What you should do: Look through the data below and extract, unchanged, the lines from the one that contains "Task: place a pin on each instance of the windshield wiper." to the one that contains "Task: place a pin on each instance of the door handle.", both included.

Source records:
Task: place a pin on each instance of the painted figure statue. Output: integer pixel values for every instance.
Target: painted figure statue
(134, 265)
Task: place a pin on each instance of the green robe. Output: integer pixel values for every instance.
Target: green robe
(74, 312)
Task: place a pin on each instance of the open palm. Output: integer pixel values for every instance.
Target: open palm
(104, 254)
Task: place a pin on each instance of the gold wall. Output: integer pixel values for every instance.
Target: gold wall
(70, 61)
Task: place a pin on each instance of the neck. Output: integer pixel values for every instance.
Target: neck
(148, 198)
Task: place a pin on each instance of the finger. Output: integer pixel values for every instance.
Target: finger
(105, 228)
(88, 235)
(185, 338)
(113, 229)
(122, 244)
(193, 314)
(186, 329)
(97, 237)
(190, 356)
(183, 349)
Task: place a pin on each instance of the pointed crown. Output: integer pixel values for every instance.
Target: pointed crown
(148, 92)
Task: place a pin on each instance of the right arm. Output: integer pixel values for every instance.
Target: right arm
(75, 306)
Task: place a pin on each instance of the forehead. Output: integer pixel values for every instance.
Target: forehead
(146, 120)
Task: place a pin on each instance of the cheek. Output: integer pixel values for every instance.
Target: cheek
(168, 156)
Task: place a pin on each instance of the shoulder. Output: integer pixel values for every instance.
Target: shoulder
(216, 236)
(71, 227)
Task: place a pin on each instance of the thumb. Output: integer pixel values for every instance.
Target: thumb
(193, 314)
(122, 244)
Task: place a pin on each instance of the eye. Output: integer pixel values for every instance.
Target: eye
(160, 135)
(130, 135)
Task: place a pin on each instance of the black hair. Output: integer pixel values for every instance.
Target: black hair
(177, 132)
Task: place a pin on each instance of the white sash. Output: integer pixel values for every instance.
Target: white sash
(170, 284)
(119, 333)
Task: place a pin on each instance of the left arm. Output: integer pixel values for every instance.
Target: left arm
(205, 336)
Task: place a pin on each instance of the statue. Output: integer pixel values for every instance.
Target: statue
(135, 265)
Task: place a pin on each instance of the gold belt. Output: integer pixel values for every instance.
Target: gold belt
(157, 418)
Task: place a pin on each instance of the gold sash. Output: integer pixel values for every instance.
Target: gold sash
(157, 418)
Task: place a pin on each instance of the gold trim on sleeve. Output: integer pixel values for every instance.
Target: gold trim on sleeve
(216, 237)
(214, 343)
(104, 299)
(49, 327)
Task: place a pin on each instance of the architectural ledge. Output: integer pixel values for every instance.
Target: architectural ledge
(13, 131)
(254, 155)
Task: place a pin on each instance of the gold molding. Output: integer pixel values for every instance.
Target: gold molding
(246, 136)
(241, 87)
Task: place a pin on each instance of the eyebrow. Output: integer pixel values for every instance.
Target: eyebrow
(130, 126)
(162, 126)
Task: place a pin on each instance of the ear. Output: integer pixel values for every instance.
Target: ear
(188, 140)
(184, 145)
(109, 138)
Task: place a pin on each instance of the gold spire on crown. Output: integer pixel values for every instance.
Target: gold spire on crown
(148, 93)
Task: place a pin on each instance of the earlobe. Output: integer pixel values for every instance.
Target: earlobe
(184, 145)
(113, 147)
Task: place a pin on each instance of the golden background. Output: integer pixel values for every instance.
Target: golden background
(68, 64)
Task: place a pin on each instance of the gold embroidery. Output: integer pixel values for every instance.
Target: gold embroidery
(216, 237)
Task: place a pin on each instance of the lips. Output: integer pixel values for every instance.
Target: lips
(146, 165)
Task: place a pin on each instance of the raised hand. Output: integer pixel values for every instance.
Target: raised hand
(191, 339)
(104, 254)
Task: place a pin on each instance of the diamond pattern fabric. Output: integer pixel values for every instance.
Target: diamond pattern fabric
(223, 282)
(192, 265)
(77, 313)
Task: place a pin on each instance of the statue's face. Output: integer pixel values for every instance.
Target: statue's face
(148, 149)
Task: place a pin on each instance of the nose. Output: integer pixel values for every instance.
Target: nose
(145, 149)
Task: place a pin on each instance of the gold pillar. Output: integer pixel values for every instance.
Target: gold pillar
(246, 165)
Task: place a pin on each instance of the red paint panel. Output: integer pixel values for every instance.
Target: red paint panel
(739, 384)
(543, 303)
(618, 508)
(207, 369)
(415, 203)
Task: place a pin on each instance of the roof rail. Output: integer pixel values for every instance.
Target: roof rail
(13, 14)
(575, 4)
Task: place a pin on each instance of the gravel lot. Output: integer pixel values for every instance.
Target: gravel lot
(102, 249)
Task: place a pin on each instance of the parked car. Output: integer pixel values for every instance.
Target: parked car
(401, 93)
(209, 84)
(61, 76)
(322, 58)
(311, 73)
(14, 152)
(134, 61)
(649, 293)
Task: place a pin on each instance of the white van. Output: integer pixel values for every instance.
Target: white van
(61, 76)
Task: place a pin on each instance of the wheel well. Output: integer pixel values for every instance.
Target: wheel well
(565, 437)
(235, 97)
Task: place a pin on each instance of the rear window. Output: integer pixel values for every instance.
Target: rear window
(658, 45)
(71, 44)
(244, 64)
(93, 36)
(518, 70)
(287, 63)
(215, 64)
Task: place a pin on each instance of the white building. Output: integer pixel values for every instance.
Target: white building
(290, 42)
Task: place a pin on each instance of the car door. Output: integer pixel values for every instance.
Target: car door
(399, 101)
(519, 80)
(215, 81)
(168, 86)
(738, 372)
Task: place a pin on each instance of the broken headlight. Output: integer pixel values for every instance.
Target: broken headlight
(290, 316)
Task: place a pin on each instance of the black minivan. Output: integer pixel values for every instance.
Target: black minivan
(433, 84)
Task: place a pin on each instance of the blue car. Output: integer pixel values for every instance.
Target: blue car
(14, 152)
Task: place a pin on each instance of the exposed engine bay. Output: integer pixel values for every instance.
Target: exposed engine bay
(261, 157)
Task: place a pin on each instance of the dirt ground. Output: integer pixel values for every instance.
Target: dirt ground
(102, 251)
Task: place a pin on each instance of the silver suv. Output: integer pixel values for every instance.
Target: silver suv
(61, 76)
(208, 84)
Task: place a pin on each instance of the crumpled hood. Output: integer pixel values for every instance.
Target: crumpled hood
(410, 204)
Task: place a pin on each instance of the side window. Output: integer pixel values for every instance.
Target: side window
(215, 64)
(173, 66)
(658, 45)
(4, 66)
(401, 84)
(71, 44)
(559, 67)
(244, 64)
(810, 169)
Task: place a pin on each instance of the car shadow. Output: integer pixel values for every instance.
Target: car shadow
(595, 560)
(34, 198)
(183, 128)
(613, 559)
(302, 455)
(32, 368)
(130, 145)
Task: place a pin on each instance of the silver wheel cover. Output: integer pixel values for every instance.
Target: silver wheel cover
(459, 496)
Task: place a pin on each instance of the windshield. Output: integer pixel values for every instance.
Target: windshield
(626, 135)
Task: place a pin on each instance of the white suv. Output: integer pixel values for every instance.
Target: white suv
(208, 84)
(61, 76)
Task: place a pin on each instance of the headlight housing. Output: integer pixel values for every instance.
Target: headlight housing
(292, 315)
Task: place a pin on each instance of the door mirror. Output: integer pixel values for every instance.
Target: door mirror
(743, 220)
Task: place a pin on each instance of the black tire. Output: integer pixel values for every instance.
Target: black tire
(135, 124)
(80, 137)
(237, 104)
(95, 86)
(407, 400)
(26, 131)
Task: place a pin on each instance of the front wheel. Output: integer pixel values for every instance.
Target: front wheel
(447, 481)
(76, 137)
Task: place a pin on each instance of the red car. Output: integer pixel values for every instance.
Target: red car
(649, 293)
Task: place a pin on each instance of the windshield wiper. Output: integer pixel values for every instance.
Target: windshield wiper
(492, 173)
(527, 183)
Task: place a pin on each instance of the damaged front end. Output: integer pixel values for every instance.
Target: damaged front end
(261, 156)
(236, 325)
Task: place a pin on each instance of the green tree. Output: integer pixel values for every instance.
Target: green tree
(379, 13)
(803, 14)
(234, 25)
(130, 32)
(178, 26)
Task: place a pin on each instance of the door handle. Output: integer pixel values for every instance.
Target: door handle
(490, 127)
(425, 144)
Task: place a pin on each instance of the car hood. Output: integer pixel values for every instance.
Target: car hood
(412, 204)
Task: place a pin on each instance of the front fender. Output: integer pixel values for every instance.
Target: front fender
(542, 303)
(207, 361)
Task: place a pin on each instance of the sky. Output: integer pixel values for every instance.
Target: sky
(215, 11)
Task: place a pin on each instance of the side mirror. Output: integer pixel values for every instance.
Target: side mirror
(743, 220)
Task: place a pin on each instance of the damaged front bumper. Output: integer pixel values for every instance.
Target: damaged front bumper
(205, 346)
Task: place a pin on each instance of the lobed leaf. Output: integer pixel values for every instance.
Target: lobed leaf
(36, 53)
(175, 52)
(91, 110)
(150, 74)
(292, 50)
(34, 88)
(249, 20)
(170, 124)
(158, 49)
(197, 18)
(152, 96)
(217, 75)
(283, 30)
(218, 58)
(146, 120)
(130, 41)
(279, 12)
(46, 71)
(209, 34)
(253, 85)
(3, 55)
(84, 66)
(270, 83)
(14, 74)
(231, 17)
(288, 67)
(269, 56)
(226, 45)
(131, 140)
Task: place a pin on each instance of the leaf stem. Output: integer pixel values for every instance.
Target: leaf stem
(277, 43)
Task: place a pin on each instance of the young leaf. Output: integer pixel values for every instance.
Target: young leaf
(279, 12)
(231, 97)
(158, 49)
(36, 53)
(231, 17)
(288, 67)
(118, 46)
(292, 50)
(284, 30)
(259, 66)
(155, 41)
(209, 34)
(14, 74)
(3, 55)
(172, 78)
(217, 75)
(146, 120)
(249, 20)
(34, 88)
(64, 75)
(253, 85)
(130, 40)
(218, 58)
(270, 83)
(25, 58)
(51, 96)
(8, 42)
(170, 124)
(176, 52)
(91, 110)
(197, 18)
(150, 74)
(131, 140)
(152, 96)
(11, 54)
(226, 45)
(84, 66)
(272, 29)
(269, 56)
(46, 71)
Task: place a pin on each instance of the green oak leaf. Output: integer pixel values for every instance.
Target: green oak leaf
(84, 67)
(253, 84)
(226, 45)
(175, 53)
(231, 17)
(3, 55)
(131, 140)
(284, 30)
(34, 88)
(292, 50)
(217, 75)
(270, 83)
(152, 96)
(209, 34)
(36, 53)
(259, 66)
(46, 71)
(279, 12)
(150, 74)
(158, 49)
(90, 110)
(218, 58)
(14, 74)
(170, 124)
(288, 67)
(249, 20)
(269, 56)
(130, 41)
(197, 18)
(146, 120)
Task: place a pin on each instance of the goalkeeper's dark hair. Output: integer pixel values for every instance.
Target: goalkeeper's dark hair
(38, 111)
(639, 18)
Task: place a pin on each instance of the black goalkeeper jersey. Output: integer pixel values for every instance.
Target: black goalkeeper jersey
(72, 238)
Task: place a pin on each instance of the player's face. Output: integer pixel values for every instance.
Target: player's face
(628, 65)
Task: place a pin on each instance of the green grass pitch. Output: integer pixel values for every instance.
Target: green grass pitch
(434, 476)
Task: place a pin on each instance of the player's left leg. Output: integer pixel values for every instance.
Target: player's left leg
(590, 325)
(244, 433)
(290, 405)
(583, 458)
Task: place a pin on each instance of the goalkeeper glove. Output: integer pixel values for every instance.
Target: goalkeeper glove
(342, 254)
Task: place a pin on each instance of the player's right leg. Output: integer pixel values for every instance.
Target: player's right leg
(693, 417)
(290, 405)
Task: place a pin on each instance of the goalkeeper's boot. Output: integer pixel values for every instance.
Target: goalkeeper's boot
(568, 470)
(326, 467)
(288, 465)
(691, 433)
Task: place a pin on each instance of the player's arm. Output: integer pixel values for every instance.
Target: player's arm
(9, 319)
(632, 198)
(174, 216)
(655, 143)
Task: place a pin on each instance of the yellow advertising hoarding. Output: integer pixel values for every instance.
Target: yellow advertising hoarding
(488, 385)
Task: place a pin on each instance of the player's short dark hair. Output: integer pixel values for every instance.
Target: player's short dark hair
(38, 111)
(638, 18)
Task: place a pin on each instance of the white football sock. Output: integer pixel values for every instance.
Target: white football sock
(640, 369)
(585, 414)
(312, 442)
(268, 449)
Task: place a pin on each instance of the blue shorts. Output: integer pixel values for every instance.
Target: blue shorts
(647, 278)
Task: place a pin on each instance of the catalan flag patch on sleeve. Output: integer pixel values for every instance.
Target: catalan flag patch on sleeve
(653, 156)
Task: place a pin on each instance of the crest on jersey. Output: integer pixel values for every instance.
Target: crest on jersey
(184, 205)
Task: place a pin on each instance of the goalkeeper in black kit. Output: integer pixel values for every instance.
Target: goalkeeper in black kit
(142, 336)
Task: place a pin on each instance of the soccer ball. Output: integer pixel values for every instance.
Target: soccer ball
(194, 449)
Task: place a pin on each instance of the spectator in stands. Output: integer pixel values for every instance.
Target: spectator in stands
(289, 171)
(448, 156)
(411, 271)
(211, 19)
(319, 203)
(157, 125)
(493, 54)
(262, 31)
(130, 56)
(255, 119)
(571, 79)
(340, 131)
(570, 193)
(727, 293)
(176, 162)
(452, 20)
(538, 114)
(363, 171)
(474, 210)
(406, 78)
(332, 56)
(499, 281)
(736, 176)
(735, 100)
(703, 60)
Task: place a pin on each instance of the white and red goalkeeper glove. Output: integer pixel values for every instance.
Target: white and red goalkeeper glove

Solution:
Task: place a pin on each instance of the windshield wiper. Output: integer pixel values for every instance.
Target: windshield wiper
(492, 173)
(527, 183)
Task: place a pin on each instance of the damaged front end. Output: integer pixel values for every instance.
Target: damaged front end
(261, 156)
(236, 325)
Task: place a pin on each instance of the green tree. Output: integer pixel values for every instance.
Target: green tree
(379, 13)
(803, 14)
(234, 25)
(130, 32)
(178, 26)
Task: place a pin on each instance of the door handle. Output: integer pixel values for every instance.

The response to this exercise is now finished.